## PROMPT
All lines of the records below that contain the word "green" must be listed.

## PROVIDED ENTRIES
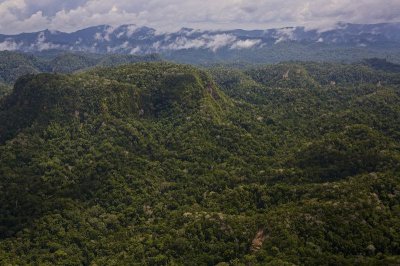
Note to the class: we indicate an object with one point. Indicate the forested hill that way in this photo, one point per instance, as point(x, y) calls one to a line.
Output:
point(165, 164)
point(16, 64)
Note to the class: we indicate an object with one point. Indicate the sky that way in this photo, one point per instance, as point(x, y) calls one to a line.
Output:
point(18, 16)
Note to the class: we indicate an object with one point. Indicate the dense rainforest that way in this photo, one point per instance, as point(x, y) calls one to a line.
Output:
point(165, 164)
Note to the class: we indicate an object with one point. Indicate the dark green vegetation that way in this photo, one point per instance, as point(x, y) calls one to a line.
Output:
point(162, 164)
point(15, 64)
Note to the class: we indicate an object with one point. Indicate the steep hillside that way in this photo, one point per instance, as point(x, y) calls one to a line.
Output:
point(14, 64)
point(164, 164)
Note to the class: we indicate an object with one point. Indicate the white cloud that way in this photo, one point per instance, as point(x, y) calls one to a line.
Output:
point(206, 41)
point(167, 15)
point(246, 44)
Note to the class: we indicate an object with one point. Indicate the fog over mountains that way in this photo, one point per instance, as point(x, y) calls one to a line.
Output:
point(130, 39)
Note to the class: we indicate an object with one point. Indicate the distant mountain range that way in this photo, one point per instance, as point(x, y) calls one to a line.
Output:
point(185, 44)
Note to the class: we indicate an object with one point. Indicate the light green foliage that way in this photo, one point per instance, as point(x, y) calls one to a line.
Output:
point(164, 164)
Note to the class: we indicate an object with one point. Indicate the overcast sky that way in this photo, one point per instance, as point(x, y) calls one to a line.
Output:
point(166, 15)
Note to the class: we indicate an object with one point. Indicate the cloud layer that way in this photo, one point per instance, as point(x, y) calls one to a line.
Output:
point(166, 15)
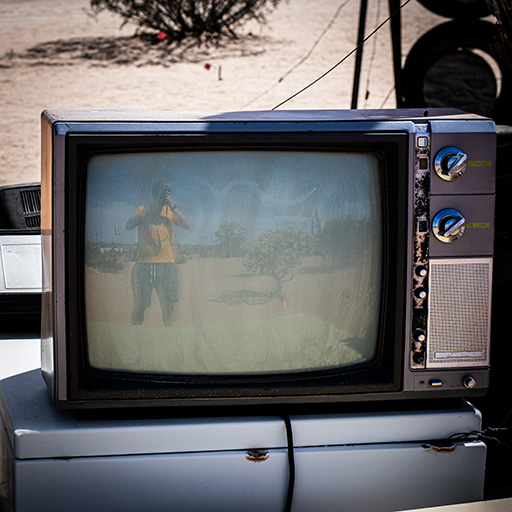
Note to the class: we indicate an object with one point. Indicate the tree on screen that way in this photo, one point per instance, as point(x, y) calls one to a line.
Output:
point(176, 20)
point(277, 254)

## WRITTEN SOLUTION
Note to the class: we indicate an object with one point. Indicate the dark green vegetation that way in this photo, one point per instance, as point(x, y) calls one to a line.
Note to the class: we indicate an object with one point. Indicate the light green foliage that way in this photo, one point per instance, as point(x, y) calls one to a line.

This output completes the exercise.